- _Data supplied_
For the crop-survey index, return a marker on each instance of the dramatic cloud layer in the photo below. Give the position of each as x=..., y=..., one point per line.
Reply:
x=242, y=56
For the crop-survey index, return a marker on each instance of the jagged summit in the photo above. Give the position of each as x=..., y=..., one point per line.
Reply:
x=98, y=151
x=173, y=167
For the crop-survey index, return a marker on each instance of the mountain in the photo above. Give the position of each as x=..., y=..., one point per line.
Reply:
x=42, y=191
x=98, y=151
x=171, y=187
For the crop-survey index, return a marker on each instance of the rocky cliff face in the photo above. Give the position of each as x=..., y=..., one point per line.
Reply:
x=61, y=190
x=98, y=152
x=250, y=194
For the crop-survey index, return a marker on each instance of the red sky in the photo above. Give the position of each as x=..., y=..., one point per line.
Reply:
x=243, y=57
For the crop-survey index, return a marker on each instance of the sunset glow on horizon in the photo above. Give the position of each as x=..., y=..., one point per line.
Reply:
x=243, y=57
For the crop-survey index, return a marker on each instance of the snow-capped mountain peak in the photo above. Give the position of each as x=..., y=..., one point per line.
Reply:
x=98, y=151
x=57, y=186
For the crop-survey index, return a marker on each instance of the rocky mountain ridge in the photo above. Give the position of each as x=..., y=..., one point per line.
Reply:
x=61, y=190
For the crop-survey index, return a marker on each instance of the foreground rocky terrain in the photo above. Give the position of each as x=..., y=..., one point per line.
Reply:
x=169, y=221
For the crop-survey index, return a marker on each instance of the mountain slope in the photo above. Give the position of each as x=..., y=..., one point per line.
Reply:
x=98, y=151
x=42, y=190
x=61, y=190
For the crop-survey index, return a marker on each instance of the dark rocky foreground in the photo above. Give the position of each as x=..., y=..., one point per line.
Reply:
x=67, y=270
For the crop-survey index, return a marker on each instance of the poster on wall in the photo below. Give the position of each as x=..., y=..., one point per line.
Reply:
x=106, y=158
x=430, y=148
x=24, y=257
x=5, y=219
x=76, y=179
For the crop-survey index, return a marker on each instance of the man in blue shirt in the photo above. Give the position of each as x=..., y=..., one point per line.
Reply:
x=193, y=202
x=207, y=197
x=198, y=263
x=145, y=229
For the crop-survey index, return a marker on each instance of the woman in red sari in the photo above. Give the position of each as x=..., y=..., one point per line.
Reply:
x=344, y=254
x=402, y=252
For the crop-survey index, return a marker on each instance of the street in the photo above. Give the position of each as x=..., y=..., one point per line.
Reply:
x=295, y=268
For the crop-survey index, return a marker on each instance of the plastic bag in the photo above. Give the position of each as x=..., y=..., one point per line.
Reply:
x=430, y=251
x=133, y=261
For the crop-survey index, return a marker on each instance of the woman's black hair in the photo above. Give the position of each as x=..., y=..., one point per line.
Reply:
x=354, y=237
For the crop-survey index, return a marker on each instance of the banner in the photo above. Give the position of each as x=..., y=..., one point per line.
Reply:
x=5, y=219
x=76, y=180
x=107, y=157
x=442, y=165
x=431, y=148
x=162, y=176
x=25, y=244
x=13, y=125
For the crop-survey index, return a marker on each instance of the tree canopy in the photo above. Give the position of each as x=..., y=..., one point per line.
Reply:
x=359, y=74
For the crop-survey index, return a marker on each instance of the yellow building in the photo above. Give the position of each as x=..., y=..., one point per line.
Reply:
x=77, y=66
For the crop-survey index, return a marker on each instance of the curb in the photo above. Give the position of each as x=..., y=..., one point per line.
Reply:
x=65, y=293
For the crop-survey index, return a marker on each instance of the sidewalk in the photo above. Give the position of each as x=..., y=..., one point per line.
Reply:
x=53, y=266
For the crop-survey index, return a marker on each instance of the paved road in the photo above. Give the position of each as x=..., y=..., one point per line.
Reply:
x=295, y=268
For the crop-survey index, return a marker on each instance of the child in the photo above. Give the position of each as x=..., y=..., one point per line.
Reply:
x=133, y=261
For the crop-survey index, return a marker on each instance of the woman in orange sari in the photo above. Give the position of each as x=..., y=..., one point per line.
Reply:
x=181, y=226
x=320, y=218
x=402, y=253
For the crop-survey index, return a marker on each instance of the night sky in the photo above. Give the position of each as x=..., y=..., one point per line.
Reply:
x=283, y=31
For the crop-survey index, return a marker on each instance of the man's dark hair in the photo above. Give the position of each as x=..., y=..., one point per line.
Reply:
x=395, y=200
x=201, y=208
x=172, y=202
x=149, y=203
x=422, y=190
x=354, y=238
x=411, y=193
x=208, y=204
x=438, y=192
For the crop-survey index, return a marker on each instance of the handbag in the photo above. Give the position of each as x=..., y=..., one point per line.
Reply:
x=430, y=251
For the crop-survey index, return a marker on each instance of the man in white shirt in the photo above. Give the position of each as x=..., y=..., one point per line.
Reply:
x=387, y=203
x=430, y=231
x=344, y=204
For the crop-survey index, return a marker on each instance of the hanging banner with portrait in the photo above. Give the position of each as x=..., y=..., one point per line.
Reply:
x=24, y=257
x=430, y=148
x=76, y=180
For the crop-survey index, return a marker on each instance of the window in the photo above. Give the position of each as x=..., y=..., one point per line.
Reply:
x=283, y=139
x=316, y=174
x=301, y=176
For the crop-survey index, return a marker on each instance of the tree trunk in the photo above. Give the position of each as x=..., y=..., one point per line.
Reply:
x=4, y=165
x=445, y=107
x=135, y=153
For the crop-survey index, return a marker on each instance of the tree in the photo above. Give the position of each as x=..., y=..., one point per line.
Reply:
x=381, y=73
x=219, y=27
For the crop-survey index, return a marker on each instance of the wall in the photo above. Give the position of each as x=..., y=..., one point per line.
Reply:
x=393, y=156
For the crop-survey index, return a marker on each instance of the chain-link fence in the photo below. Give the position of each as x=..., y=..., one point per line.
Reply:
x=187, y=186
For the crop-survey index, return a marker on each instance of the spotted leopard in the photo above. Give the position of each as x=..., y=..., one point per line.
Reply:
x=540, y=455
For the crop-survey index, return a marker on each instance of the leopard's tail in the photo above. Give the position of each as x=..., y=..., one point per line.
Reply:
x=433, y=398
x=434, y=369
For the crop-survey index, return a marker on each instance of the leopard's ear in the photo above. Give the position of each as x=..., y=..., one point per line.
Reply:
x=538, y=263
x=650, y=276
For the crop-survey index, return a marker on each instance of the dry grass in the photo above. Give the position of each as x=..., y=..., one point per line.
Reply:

- _Exercise goal_
Update all of the data above by replacing "crop-survey index" with "landscape catalog" and leaving every other word as it is.

- _Solution for this task_
For the landscape catalog, return a marker on each instance of the dramatic cloud layer in the photo below. Give the position of each as x=..., y=..., one point per line.
Reply:
x=242, y=56
For the landscape catalog, return a marker on each instance of the jagged summit in the photo above. Give the position of each as x=..., y=..., one point per line.
Reply:
x=98, y=151
x=173, y=167
For the landscape catalog, return a marker on each instance of the mountain in the photo above. Give the position of each as x=..., y=..., one point per line.
Reply:
x=42, y=191
x=98, y=151
x=171, y=187
For the landscape catalog, return a marker on each instance of the rocky cliff face in the photo above. Give the position of each as x=..., y=..., one point per line.
Reply:
x=61, y=190
x=98, y=152
x=250, y=194
For the landscape catalog, return a marker on each instance of the red sky in the photo above. Give the position of each as x=..., y=..., one point per line.
Reply:
x=243, y=57
For the landscape catalog, return a marker on each instance of the sunset glow on horizon in the photo above. Give the position of each as x=..., y=..., one point per line.
Reply:
x=243, y=57
For the landscape catalog, return a marker on each instance of the snow-capped mountain peak in the photo above. Give the position of each as x=..., y=..., one point per line.
Reply:
x=98, y=151
x=57, y=186
For the landscape catalog, return a marker on each instance of the rocky mountain ridge in the photo above. Give the position of each as x=..., y=..., one point per line.
Reply:
x=61, y=190
For the landscape catalog, return a marker on each instance of the foreground rocky terrain in the photo above. Give the position of each as x=..., y=..., one point per line.
Reply:
x=169, y=221
For the landscape catalog, return a marker on each instance of the mountain slope in the photo above. Give the position of each as x=..., y=..., one point per line.
Reply:
x=98, y=151
x=42, y=190
x=61, y=190
For the landscape catalog, return a marker on each instance of the dark rocky foreground in the photo above. Give the position of each as x=..., y=..., one point per line.
Reply:
x=67, y=270
For the landscape catalog, return a marker on each instance of the poster on wall in the photo below. Give the position of each as x=..., y=..., one point per line.
Reply:
x=106, y=158
x=430, y=148
x=24, y=257
x=5, y=219
x=76, y=179
For the landscape catalog, return a marker on each instance of the man in blue shirt in the photo above. Give the position of each as x=..., y=..., one point per line.
Reply:
x=193, y=202
x=207, y=197
x=198, y=263
x=145, y=229
For the landscape catalog, return a marker on each instance of the woman in red sari in the photo above. Give the position of each as x=..., y=..., one point per line.
Reply:
x=344, y=254
x=402, y=252
For the landscape catalog, return a marker on each instance of the street in the photo above. Give the position of each as x=..., y=..., one point per line.
Reply:
x=295, y=268
For the landscape catalog, return a marker on each instance of the plastic bag in the photo above. Give the position of each as x=..., y=..., one point per line.
Reply:
x=430, y=251
x=133, y=261
For the landscape catalog, return a marker on each instance of the woman's black hair in the photo above. Give the position of each as x=..., y=..., one point per line.
Reply:
x=354, y=237
For the landscape catalog, return a marker on each instance of the banner in the photo above. Give the position of each as x=..., y=..., one point per line.
Reply:
x=5, y=219
x=76, y=180
x=107, y=157
x=442, y=165
x=431, y=148
x=162, y=176
x=25, y=244
x=13, y=125
For the landscape catalog, return a marker on each instance of the tree canopy in the photo above. Give the position of each as x=..., y=..., one point per line.
Reply:
x=359, y=74
For the landscape catalog, return a marker on each instance of the yellow building in the photo above. Give the position of each as x=..., y=..., one point per line.
Reply:
x=77, y=66
For the landscape catalog, return a marker on each instance of the curb in the photo above. Give the position of each as x=..., y=..., one point per line.
Reply:
x=65, y=293
For the landscape catalog, return a marker on each instance of the sidewalk in the photo above. Give the position of each as x=..., y=..., one point per line.
Reply:
x=53, y=266
For the landscape catalog, return a marker on each instance of the paved road in the photo above. Give the position of each as x=..., y=..., one point per line.
Reply:
x=295, y=268
For the landscape catalog, return a marker on each instance of the child in the photo above. Give the position of each as x=..., y=..., one point per line.
Reply:
x=133, y=261
For the landscape catalog, return a marker on each instance of the woman in orange sari in the photo above. Give the position of each as x=..., y=..., one point per line.
Reply:
x=181, y=226
x=320, y=218
x=402, y=253
For the landscape catalog, return a marker on each instance of the night sky in the photo above. Give the position of each as x=..., y=..., one point per line.
Reply:
x=283, y=31
For the landscape catalog, return a marker on each instance of the man's dark hair in the photo above. Give the position of each as x=..., y=..., one point per line.
Reply:
x=395, y=200
x=201, y=208
x=172, y=202
x=149, y=203
x=422, y=190
x=354, y=238
x=411, y=193
x=208, y=204
x=438, y=192
For the landscape catalog, return a marker on each instance of the handbag in the photo above. Give the position of each as x=..., y=..., one point per line.
Reply:
x=430, y=251
For the landscape catalog, return a marker on each instance of the man in white shirt in the photo above. Give the position of each as x=..., y=..., one point per line.
Reply:
x=387, y=203
x=430, y=231
x=344, y=204
For the landscape catalog, return a marker on each instance of the hanging banner with portrait in the photo above. Give the position of each as x=..., y=..., one point per line.
Reply:
x=24, y=257
x=430, y=148
x=76, y=180
For the landscape catalog, return a marker on each instance of the window in the photo above. Give the position of each as x=..., y=..., one point per line.
Reply:
x=283, y=139
x=316, y=174
x=301, y=176
For the landscape catalog, return a marker on each instance of the tree trunk in the photo above. Give the position of each as x=..., y=..., one point per line.
Reply:
x=4, y=165
x=445, y=107
x=135, y=153
For the landscape catalog, return a marker on each instance of the tree in the photo above. Give the position of each as x=..., y=..., one point per line.
Reply:
x=381, y=73
x=219, y=27
For the landscape catalog, return a marker on each instance of the wall in the photo above. Give the position of each as x=..., y=..., one point per line.
Reply:
x=393, y=156
For the landscape catalog, return a marker on each instance of the chain-link fence in the photo below. Give the position of each as x=..., y=..., one point per line.
Reply:
x=187, y=186
For the landscape catalog, return a marker on each instance of the spotted leopard in the photo above. Give the position of each as x=..., y=..., one point per line.
Reply:
x=540, y=455
For the landscape catalog, return a marker on each instance of the leopard's tail in the photo above. Give the position of each as x=..., y=..., one point per line.
Reply:
x=433, y=398
x=434, y=369
For the landscape catalog, return a marker on each instance of the leopard's ear in the photo above. Give the position of each as x=..., y=..., one point per line.
Reply:
x=538, y=263
x=650, y=276
For the landscape catalog, return a marker on each instance of the dry grass in the photo above. Give the position of each as x=..., y=..., one point per line.
Reply:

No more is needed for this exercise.